Reproduce the records starting with the line containing "[locate] grass slope" and continuing through the end of the records, substituting "bush" for every occurrence of "shrub" and leaving everything else unchanged.

--- Start SOURCE MATERIAL ---

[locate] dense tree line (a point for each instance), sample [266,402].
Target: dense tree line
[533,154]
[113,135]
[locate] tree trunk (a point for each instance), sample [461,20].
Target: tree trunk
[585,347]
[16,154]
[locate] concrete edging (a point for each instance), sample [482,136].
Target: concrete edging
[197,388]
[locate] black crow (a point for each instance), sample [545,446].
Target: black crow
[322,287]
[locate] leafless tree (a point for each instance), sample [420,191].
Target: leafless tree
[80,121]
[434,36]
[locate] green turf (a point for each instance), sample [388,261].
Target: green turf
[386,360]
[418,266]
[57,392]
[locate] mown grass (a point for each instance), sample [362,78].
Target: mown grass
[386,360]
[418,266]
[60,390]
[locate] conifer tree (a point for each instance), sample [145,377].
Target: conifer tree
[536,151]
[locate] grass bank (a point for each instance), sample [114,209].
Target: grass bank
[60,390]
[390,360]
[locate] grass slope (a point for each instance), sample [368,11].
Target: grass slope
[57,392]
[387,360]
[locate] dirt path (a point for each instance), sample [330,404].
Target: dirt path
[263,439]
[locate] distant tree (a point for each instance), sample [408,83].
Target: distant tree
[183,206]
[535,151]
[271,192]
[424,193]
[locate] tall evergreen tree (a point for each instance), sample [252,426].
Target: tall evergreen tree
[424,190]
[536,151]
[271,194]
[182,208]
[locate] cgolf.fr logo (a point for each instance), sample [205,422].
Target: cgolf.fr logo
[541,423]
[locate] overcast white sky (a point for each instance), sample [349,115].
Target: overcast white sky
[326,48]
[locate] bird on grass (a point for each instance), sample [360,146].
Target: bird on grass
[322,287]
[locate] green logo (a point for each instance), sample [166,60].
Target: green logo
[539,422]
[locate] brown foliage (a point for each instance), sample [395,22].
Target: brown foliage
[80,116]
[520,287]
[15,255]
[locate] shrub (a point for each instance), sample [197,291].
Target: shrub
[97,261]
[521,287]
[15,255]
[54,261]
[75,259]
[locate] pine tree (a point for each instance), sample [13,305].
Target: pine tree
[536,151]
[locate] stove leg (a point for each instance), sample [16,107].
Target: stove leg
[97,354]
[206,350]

--- End SOURCE MATERIAL ---

TASK OUTPUT:
[locate] grass slope (a point for each instance), sample [368,11].
Target: grass slope
[57,392]
[387,360]
[locate] dirt path (a point for each instance), sample [330,404].
Target: dirt path
[263,439]
[locate] distant tree (a point for each instance), sample [408,83].
Target: distant tree
[183,206]
[535,151]
[271,192]
[424,193]
[locate] tall evergreen tree (a point for each instance), sample [252,426].
Target: tall evergreen tree
[424,190]
[536,151]
[271,194]
[182,208]
[locate] cgolf.fr logo (a point for each instance), sample [205,422].
Target: cgolf.fr logo
[541,423]
[locate] overcast white sky (a point for each instance), sample [349,115].
Target: overcast white sky
[326,48]
[locate] bird on grass (a point for each instance), sample [360,146].
Target: bird on grass
[322,287]
[locate] green logo (a point for each instance), sample [166,60].
Target: green logo
[539,422]
[locate] brown foliage (a point for each instance), sample [395,22].
Target: brown foliage
[80,116]
[520,287]
[15,255]
[locate] bush (a point for each instance), sample [197,291].
Target: bush
[97,261]
[521,287]
[15,255]
[54,261]
[75,259]
[locate] pine tree (a point for each instance), sample [13,305].
Target: pine tree
[536,151]
[locate] stove leg (a point for each instance), sample [16,107].
Target: stove leg
[97,354]
[206,350]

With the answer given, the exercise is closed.